**PROBLEM:** Gather every line below that contains the string "railing" and copy each of those lines in full.

**RECORDS SHOWN:**
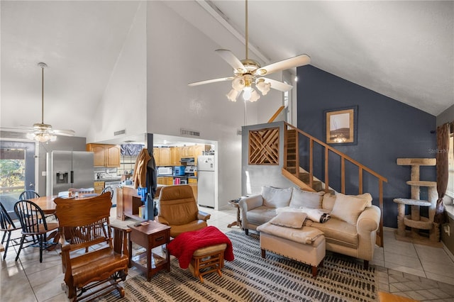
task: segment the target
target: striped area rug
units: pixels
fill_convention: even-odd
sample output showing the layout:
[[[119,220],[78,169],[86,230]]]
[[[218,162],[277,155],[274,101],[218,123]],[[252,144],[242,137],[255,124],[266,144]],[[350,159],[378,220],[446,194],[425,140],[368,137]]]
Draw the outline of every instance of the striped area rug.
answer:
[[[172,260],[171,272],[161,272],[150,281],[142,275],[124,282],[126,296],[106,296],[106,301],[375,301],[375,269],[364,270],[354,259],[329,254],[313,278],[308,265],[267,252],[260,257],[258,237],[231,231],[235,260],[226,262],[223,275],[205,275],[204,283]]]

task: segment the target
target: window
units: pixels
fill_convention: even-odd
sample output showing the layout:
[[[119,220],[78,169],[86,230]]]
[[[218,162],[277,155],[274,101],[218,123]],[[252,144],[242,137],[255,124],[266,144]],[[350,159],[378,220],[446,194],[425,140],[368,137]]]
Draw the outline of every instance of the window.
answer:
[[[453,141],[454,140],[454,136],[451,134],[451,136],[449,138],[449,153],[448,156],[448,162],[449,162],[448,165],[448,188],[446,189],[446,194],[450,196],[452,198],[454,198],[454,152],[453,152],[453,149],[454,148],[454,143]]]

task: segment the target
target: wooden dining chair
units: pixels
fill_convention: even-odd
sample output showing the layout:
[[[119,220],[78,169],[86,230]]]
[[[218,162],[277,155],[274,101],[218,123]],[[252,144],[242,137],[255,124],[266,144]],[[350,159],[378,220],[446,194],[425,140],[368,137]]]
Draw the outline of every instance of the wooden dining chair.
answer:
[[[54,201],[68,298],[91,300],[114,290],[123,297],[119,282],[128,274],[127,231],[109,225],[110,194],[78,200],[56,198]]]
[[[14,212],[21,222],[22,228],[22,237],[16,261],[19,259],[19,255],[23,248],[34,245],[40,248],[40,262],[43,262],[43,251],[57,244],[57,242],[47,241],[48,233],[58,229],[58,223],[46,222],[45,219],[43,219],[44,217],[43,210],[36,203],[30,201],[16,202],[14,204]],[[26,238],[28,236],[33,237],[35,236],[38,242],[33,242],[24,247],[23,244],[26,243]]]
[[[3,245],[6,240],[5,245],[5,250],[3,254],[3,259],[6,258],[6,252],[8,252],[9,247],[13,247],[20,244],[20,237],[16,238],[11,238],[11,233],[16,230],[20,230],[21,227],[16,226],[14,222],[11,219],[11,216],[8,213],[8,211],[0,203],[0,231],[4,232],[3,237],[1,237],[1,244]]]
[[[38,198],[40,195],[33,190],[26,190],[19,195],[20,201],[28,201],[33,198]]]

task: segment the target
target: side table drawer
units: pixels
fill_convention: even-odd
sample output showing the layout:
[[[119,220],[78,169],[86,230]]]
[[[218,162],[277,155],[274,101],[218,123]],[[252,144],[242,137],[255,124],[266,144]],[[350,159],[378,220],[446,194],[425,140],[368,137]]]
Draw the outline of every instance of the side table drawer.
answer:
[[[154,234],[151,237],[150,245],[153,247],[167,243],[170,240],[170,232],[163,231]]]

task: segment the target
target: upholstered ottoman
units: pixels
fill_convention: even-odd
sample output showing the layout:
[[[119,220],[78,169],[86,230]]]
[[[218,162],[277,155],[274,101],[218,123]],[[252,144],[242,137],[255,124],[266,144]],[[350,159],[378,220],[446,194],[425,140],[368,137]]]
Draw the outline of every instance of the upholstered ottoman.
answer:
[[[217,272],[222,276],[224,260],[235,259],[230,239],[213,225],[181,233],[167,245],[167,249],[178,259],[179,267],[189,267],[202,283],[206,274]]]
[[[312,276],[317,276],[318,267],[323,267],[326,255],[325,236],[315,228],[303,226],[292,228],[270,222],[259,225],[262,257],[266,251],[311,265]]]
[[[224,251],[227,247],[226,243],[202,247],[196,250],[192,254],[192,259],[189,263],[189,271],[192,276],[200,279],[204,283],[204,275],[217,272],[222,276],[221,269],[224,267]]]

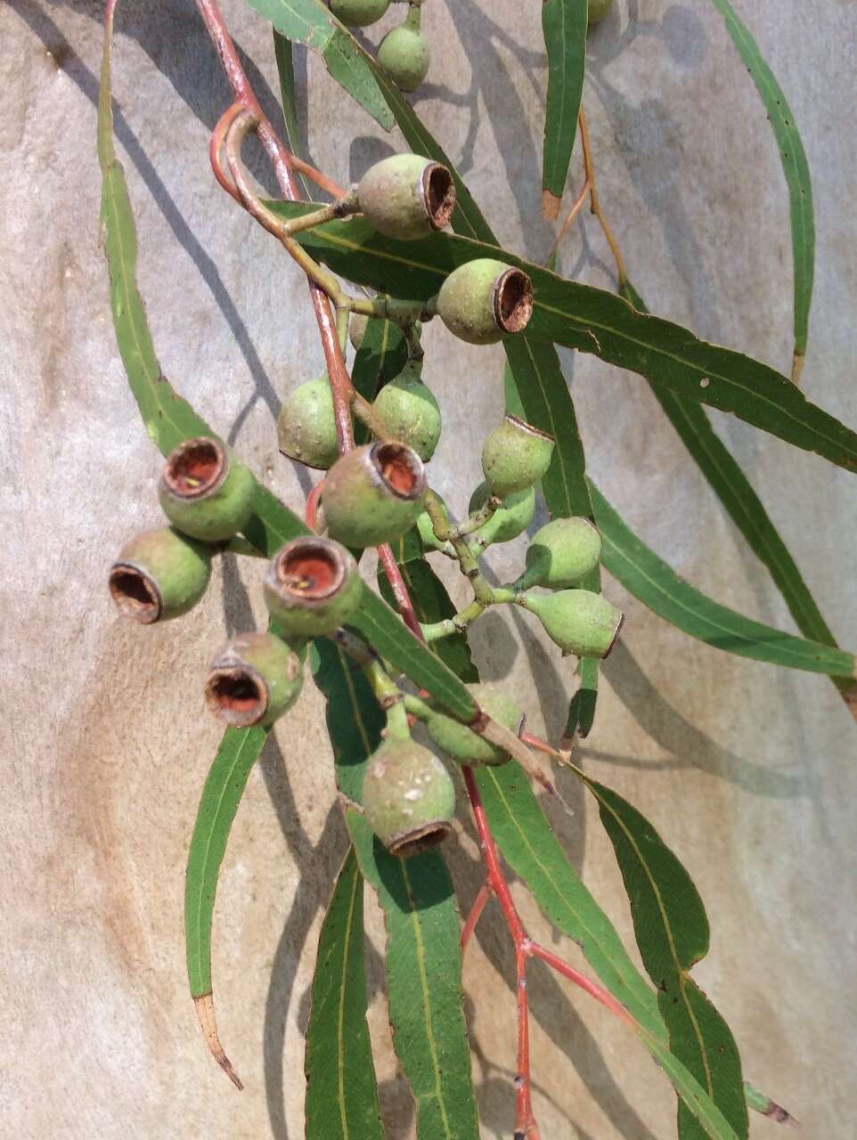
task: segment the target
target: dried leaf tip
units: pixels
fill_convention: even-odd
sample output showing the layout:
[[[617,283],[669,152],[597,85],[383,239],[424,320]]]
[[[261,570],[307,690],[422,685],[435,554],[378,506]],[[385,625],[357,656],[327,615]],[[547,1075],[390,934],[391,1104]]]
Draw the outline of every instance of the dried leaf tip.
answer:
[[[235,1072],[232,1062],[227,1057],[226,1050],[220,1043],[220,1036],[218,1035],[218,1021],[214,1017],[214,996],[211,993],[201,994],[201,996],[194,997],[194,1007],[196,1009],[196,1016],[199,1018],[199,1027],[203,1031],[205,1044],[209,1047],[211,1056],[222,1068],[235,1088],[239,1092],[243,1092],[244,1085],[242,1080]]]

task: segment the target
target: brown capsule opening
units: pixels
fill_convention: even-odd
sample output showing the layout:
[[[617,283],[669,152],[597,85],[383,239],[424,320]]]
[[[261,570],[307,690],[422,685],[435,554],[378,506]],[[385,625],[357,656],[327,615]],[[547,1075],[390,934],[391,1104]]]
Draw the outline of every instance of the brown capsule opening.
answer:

--

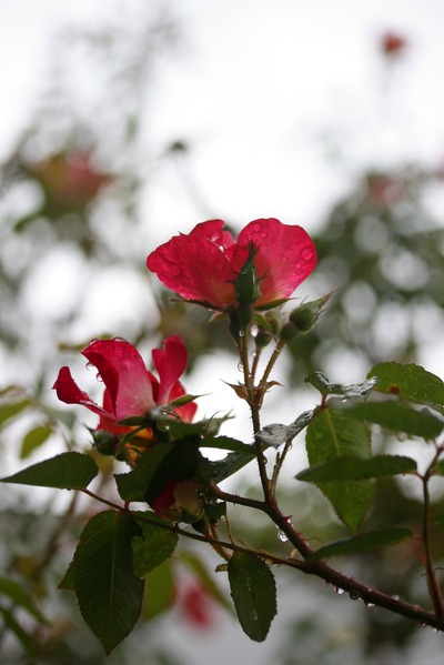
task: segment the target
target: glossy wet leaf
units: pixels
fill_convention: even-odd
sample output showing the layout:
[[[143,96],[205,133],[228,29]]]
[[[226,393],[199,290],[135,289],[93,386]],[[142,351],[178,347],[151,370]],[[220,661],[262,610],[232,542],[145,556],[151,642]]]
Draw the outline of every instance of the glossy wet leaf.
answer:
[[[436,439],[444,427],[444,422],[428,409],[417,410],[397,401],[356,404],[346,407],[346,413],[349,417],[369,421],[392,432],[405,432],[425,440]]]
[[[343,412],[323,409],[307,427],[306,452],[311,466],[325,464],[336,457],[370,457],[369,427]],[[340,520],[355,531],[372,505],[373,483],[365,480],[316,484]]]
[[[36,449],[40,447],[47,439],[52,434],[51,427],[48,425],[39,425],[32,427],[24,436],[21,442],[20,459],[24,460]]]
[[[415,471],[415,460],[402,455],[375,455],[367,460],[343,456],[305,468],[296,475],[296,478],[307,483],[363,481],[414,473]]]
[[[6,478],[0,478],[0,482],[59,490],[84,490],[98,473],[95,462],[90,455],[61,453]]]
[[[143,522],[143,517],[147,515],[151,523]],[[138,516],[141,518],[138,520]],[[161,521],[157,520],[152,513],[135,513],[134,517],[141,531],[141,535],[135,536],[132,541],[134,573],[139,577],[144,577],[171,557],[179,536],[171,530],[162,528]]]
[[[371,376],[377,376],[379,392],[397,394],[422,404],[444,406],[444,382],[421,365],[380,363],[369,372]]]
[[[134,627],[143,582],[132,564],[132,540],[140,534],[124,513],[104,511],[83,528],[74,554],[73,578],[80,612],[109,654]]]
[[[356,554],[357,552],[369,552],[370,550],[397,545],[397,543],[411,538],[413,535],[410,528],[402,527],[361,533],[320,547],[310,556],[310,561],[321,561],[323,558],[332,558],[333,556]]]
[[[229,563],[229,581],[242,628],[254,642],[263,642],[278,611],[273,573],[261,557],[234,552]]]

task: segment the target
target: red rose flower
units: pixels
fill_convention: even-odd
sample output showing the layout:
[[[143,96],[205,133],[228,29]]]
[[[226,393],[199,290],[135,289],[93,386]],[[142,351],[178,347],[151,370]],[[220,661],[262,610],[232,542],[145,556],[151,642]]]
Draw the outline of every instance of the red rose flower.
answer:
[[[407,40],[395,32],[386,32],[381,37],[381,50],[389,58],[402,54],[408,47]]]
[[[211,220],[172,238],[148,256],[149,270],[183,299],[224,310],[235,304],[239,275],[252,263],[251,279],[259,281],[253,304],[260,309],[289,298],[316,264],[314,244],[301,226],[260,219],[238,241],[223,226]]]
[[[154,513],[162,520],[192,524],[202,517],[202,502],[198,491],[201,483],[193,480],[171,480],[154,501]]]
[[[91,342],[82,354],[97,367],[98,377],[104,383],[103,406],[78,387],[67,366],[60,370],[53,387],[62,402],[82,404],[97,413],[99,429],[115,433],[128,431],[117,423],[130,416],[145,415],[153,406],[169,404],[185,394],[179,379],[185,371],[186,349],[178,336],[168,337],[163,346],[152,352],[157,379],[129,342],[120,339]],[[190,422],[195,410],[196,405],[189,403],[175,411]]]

...

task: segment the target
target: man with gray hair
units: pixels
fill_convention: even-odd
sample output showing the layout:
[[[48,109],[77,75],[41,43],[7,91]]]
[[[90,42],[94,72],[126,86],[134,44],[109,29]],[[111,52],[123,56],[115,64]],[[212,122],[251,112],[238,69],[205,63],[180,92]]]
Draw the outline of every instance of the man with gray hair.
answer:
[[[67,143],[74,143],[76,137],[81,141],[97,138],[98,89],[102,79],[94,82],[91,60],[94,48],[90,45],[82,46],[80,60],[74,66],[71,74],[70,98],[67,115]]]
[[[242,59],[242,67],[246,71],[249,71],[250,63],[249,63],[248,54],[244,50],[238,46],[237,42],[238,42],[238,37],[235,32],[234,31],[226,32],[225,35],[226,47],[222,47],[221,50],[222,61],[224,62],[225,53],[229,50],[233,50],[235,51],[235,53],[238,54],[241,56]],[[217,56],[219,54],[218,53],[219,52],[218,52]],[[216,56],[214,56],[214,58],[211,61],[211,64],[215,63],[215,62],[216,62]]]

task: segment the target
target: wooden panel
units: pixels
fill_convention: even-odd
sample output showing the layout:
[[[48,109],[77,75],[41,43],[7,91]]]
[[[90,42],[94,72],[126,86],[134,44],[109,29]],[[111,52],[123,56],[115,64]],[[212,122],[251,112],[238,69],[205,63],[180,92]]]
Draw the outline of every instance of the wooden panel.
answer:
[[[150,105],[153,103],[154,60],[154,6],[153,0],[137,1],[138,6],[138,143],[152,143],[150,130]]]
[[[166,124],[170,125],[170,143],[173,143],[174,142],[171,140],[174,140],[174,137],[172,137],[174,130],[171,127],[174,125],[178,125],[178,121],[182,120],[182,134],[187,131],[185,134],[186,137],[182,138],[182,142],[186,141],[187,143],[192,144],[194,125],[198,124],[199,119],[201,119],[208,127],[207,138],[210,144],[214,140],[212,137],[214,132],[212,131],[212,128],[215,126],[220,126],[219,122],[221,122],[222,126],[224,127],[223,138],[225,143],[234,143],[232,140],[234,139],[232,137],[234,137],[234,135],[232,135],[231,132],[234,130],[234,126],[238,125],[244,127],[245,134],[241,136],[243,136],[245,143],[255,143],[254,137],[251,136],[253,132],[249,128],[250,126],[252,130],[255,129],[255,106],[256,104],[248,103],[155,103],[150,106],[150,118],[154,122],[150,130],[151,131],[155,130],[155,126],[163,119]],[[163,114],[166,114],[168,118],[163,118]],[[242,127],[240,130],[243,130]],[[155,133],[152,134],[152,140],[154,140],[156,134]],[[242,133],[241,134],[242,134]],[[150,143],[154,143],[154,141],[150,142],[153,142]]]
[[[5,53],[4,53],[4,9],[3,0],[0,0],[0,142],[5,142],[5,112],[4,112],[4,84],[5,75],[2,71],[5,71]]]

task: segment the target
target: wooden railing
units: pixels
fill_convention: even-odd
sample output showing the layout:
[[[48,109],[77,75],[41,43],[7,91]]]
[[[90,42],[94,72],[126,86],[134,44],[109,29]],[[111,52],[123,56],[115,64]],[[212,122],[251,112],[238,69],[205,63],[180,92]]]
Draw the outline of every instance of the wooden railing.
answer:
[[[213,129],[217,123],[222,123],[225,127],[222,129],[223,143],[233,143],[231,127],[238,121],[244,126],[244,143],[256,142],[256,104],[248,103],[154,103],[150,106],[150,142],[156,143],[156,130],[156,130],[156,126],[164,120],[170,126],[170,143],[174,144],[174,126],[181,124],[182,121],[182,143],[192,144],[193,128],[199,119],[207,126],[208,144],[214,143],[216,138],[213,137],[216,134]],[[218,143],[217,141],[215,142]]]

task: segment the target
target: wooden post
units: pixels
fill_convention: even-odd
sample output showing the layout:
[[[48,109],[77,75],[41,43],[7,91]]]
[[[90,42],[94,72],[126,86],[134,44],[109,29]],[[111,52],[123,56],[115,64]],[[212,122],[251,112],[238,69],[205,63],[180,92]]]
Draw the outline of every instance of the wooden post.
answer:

**RESPONSE:**
target: wooden railing
Draw the outline of every instance of the wooden railing.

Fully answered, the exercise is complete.